## Start Extracted entries
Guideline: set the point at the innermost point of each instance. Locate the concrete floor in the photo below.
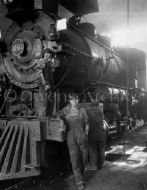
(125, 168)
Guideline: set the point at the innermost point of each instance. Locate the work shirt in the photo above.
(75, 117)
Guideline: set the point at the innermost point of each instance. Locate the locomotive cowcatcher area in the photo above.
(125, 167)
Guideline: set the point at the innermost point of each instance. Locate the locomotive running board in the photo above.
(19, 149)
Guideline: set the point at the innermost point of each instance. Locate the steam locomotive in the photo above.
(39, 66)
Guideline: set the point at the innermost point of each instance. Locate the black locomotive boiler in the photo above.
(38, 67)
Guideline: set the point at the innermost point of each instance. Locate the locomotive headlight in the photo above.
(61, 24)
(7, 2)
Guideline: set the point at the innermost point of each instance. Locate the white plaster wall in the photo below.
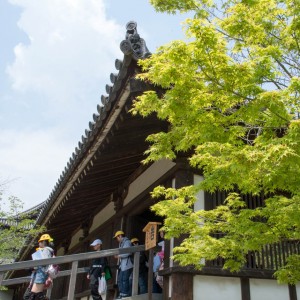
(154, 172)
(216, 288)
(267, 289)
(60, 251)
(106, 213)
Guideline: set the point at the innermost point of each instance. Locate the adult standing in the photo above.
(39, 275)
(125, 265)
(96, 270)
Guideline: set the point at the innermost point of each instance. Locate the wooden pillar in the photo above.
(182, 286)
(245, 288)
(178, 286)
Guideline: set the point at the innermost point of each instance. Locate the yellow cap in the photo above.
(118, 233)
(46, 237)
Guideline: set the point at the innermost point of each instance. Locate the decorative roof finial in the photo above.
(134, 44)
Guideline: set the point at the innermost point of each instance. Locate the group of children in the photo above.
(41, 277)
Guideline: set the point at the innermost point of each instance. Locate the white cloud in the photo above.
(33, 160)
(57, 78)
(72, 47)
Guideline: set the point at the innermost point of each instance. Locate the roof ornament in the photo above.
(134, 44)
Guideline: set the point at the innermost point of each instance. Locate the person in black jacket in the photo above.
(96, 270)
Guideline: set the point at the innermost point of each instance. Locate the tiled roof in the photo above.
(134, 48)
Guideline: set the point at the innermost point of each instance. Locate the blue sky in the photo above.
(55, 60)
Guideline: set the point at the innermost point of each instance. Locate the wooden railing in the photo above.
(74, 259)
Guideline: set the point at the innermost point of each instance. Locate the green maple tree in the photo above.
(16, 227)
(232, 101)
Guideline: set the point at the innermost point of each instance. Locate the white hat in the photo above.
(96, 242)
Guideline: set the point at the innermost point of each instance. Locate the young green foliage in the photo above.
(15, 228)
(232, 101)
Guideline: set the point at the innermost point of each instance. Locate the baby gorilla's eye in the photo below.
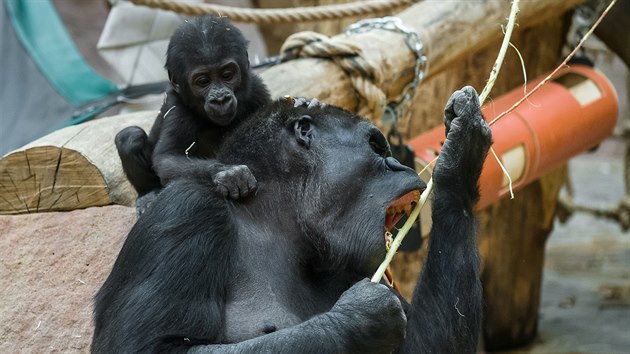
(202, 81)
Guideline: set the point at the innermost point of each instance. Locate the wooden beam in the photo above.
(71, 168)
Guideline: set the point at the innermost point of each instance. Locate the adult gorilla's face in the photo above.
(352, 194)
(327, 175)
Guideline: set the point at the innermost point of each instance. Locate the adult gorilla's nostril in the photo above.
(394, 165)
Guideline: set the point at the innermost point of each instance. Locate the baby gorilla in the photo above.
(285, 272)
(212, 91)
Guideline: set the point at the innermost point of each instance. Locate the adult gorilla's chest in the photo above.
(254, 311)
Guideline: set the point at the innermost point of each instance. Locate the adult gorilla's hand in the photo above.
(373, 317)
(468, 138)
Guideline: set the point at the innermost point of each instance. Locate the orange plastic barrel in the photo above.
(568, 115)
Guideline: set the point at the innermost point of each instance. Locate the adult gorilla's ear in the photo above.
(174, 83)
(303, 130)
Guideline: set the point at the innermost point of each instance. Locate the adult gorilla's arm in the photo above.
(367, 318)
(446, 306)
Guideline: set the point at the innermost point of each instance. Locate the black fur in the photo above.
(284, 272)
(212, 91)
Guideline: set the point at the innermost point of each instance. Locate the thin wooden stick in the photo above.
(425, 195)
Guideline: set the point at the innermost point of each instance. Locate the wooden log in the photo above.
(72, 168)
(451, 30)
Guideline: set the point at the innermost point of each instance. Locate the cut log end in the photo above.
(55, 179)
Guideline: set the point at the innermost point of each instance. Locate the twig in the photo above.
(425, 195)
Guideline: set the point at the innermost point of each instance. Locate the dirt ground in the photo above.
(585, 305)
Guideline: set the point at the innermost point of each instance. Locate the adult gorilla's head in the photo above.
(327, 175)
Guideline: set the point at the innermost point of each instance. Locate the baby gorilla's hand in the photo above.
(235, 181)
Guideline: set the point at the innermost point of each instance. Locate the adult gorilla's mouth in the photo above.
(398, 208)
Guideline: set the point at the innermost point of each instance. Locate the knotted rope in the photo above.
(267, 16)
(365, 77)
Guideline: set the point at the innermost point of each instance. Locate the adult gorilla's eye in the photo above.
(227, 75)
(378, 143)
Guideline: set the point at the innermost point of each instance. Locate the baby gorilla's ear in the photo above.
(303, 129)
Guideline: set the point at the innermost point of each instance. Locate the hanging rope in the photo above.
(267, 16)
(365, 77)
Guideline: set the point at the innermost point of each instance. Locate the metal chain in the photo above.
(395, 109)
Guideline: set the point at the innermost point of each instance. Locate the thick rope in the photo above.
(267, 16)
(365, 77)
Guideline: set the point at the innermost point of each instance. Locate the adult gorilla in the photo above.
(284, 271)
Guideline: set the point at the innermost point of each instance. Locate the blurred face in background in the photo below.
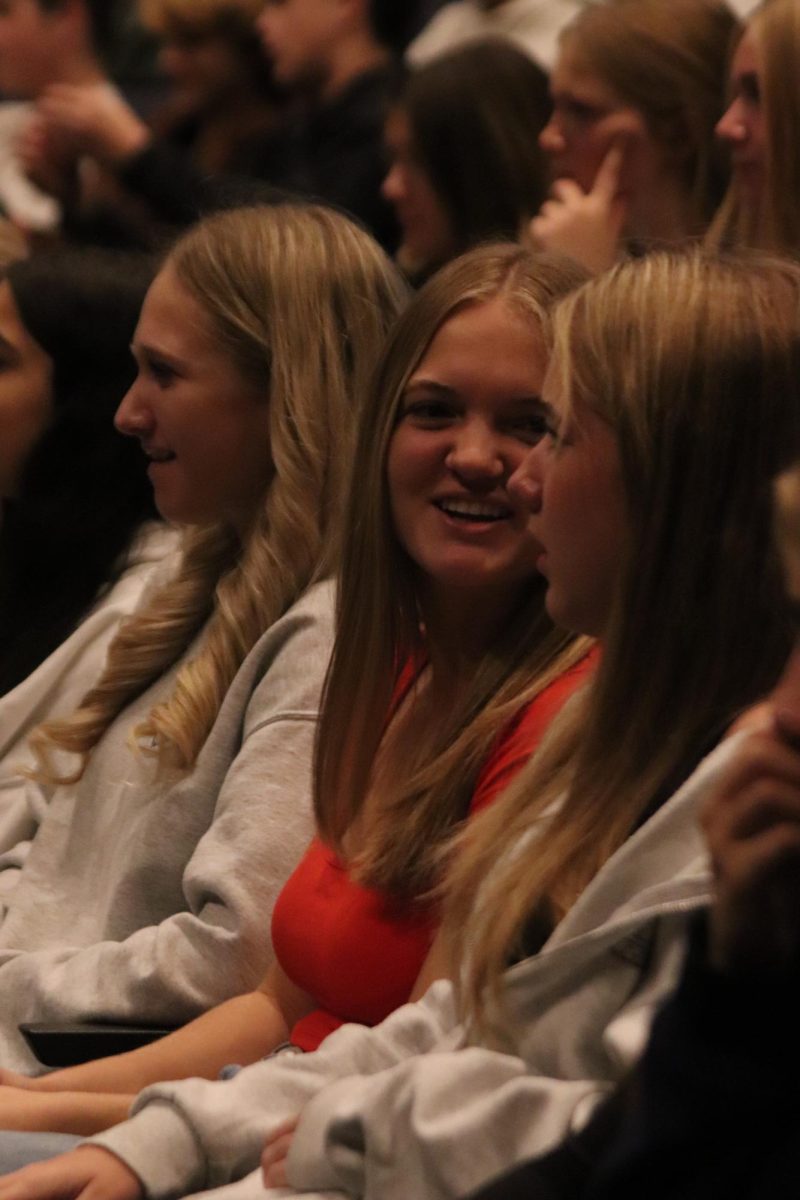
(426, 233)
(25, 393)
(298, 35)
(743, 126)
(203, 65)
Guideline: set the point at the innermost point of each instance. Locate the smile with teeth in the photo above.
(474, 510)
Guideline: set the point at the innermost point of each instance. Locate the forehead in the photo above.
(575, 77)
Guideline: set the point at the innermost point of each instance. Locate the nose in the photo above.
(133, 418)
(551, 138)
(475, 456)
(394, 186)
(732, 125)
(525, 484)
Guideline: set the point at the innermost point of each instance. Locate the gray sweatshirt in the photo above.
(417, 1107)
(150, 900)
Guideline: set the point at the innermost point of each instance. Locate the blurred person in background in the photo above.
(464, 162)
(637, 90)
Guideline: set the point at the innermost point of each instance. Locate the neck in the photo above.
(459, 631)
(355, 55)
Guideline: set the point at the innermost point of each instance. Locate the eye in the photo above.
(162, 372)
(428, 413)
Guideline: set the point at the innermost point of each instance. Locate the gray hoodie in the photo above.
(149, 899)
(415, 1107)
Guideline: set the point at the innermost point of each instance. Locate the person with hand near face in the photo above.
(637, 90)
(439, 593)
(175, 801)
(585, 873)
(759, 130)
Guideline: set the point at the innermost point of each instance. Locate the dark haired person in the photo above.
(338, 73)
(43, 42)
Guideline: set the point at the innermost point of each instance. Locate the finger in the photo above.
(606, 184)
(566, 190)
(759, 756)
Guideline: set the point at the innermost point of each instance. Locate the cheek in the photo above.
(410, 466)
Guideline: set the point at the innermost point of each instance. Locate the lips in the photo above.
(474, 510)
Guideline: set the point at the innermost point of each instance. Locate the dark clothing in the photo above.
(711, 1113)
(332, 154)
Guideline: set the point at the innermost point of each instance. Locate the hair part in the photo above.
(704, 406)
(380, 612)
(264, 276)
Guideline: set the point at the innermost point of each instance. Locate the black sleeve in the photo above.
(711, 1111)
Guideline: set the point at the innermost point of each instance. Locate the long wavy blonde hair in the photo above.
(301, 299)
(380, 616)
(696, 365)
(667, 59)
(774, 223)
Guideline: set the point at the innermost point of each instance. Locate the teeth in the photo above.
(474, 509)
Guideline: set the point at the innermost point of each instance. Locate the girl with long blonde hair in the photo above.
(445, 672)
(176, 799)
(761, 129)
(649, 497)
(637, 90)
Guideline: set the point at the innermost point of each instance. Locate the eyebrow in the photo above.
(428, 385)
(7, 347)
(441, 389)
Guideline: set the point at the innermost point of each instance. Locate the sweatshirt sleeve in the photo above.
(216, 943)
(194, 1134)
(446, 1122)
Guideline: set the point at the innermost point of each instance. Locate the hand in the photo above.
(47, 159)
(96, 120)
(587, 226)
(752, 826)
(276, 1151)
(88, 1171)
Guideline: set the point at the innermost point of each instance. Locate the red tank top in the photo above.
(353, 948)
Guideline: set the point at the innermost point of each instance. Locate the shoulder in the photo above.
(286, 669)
## End Extracted entries
What needs to be done
Locate the line with "the teeth in the photo above." in the entries above; extract it and every line after it, verbatim.

Correct result
Guideline: set the point at the innermost point of each instance. Locate the teeth in the photo above.
(474, 509)
Guideline: set the point at the innermost point of each instance. Locate the girl with long blonde hair in the photo above.
(445, 672)
(176, 799)
(761, 129)
(649, 497)
(637, 90)
Guideline: set the point at the innermost point of each instance. Locate the eyebrow in the photo above.
(428, 385)
(7, 347)
(441, 389)
Guideline: set the point at the innermost point of each instance. Locate the sweatshirt sleeve in the photo above.
(216, 943)
(194, 1134)
(446, 1122)
Guideline: set the point at the innermost point of each instance. Locate the hand in the photo above.
(47, 159)
(96, 120)
(587, 226)
(752, 826)
(276, 1151)
(88, 1171)
Guideline: set the point at the innermost point of each instance. Locate the red tank top in the photo above.
(353, 948)
Guideline: set the point at the innermost point of each instance. Locate the shoulder in the photo above.
(286, 669)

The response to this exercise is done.